== Data supplied ==
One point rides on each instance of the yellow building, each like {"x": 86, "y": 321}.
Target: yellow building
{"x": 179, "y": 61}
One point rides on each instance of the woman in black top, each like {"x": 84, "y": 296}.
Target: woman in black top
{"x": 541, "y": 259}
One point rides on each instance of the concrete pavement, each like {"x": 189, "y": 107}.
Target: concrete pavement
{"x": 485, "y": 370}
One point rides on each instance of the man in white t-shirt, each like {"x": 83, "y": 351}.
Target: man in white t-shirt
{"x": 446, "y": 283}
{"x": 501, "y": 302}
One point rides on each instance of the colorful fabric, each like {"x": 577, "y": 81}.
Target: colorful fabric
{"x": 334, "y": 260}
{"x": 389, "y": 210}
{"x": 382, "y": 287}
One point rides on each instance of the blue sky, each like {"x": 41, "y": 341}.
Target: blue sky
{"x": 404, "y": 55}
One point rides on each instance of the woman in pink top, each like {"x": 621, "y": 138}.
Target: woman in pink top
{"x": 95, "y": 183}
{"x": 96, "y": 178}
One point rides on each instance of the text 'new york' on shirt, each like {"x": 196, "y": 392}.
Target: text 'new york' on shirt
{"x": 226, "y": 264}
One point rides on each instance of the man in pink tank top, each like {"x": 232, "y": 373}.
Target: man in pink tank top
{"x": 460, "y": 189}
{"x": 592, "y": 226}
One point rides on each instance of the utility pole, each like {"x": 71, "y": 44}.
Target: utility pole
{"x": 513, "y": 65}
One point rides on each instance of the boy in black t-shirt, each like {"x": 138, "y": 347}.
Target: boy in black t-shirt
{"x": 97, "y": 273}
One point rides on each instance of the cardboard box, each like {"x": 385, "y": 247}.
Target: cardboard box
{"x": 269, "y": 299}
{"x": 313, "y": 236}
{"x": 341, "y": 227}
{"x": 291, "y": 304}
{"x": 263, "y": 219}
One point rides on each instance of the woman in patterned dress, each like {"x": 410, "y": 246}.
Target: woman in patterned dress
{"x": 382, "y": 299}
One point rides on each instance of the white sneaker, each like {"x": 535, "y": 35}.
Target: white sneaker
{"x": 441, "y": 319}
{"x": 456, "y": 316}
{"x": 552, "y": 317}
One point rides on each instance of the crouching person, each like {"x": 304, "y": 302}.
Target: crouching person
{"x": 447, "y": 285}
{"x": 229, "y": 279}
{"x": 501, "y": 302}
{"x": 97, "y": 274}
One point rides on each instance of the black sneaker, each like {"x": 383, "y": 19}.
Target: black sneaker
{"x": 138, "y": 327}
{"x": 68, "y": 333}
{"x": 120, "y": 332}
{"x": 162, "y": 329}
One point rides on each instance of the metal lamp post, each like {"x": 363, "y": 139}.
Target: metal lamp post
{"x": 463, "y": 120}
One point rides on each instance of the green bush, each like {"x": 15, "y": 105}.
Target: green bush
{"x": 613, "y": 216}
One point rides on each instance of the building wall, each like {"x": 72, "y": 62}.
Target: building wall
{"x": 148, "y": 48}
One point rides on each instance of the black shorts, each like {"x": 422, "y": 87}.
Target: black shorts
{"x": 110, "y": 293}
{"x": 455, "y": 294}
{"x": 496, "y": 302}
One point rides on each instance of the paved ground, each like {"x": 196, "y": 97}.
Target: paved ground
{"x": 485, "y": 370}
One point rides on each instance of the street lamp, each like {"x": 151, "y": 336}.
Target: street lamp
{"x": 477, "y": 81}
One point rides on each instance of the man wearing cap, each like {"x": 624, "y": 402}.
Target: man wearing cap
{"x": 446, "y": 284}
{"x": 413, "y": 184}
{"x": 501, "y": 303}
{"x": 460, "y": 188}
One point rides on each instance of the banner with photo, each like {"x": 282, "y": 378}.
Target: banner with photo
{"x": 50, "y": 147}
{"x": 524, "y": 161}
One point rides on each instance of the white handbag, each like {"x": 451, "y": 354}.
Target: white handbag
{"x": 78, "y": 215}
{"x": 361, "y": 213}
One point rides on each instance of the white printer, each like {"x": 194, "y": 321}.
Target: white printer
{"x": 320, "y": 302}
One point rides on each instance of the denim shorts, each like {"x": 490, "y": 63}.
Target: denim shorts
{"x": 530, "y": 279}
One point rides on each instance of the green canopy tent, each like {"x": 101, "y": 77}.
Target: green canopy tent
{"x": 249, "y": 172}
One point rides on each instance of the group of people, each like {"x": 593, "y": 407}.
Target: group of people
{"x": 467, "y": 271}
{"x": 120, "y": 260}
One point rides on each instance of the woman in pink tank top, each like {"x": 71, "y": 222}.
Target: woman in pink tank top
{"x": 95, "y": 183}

== Your objective ==
Provide a faithful, complete copy of the entries above.

== Output below ==
One point rides on each instance of the yellow building, each like {"x": 86, "y": 321}.
Target: yellow building
{"x": 179, "y": 61}
One point rides on each instance of the woman in black top, each like {"x": 84, "y": 296}.
Target: woman in black top
{"x": 541, "y": 259}
One point rides on each instance of the concrete pavement, each like {"x": 189, "y": 107}.
Target: concrete pavement
{"x": 485, "y": 370}
One point rides on each instance of the man in white t-shirt, each like {"x": 83, "y": 351}.
Target: man in white t-shirt
{"x": 446, "y": 283}
{"x": 501, "y": 302}
One point rides on each instance of the colorful fabric, each like {"x": 577, "y": 81}.
Target: colorful fabric
{"x": 334, "y": 260}
{"x": 389, "y": 210}
{"x": 382, "y": 287}
One point rides on each instance of the blue sky, each like {"x": 41, "y": 341}.
Target: blue sky
{"x": 404, "y": 55}
One point rides on each instance of the woman in pink top, each like {"x": 621, "y": 138}.
Target: woman in pink top
{"x": 95, "y": 183}
{"x": 96, "y": 178}
One point rides on each instance of the text 'new york' on shirt, each like {"x": 196, "y": 392}.
Target: text 'new york' on shirt
{"x": 226, "y": 264}
One point rides on each instance of the man in pink tank top, each like {"x": 232, "y": 373}.
Target: man in pink tank top
{"x": 460, "y": 189}
{"x": 592, "y": 226}
One point rides on each instance of the utility pole, each like {"x": 71, "y": 44}.
Target: utility pole
{"x": 513, "y": 65}
One point rides on each instance of the boy in black t-shirt, each like {"x": 138, "y": 347}.
Target: boy in black t-shirt
{"x": 97, "y": 273}
One point rides on each instance of the cardboard box, each like {"x": 385, "y": 247}.
Target: cardboard box
{"x": 269, "y": 299}
{"x": 313, "y": 236}
{"x": 341, "y": 227}
{"x": 291, "y": 304}
{"x": 263, "y": 219}
One point rides on each instance of the woman in patterned dress, each like {"x": 410, "y": 246}.
Target: woman in patterned dress
{"x": 382, "y": 299}
One point rides on each instance of the white sneaker, each like {"x": 535, "y": 35}.
Target: white sneaker
{"x": 441, "y": 319}
{"x": 456, "y": 316}
{"x": 552, "y": 317}
One point rides on each instance of the crouching person, each like {"x": 304, "y": 302}.
Target: crouching person
{"x": 447, "y": 285}
{"x": 229, "y": 279}
{"x": 501, "y": 302}
{"x": 97, "y": 274}
One point rides on each instance of the black sneaker, each like {"x": 383, "y": 19}.
Target: black sneaker
{"x": 138, "y": 327}
{"x": 68, "y": 333}
{"x": 120, "y": 332}
{"x": 162, "y": 329}
One point rides on each instance of the metal lamp post, each like {"x": 363, "y": 139}.
Target: metal lamp post
{"x": 463, "y": 120}
One point rides on each instance of the green bush, each like {"x": 15, "y": 105}.
Target: green bush
{"x": 613, "y": 216}
One point rides on each instance of the building wall, each like {"x": 72, "y": 62}.
Target: building wall
{"x": 148, "y": 48}
One point rides on each instance of the black shorts, each like {"x": 422, "y": 87}.
Target: black shorts
{"x": 110, "y": 293}
{"x": 455, "y": 294}
{"x": 496, "y": 302}
One point rides on each instance of the paved ground, each like {"x": 196, "y": 97}.
Target: paved ground
{"x": 485, "y": 370}
One point rides on each instance of the street lamp, each like {"x": 151, "y": 336}.
Target: street lamp
{"x": 477, "y": 81}
One point rides on each instance of the man wearing cap, each like {"x": 624, "y": 402}.
Target: man wearing cap
{"x": 446, "y": 284}
{"x": 413, "y": 184}
{"x": 501, "y": 303}
{"x": 460, "y": 188}
One point rides on each instance of the banner with photo, each like {"x": 282, "y": 378}.
Target: banner with photo
{"x": 50, "y": 147}
{"x": 524, "y": 161}
One point rides on each instance of the white handbag, each like {"x": 451, "y": 354}.
Target: white handbag
{"x": 78, "y": 215}
{"x": 361, "y": 213}
One point rides on each instance of the white printer, each like {"x": 194, "y": 321}.
Target: white printer
{"x": 320, "y": 302}
One point rides on each instance of the denim shorts, each like {"x": 490, "y": 63}.
Target: denim shorts
{"x": 530, "y": 279}
One point rides on each instance of the green canopy tent, each like {"x": 101, "y": 77}.
Target: green canopy tent
{"x": 249, "y": 172}
One point rides on each instance of the group of people, each like {"x": 593, "y": 407}.
Target: group of people
{"x": 467, "y": 271}
{"x": 120, "y": 260}
One point rides on each instance of the woman in pink tank top, each like {"x": 71, "y": 222}.
Target: woman in pink tank top
{"x": 95, "y": 183}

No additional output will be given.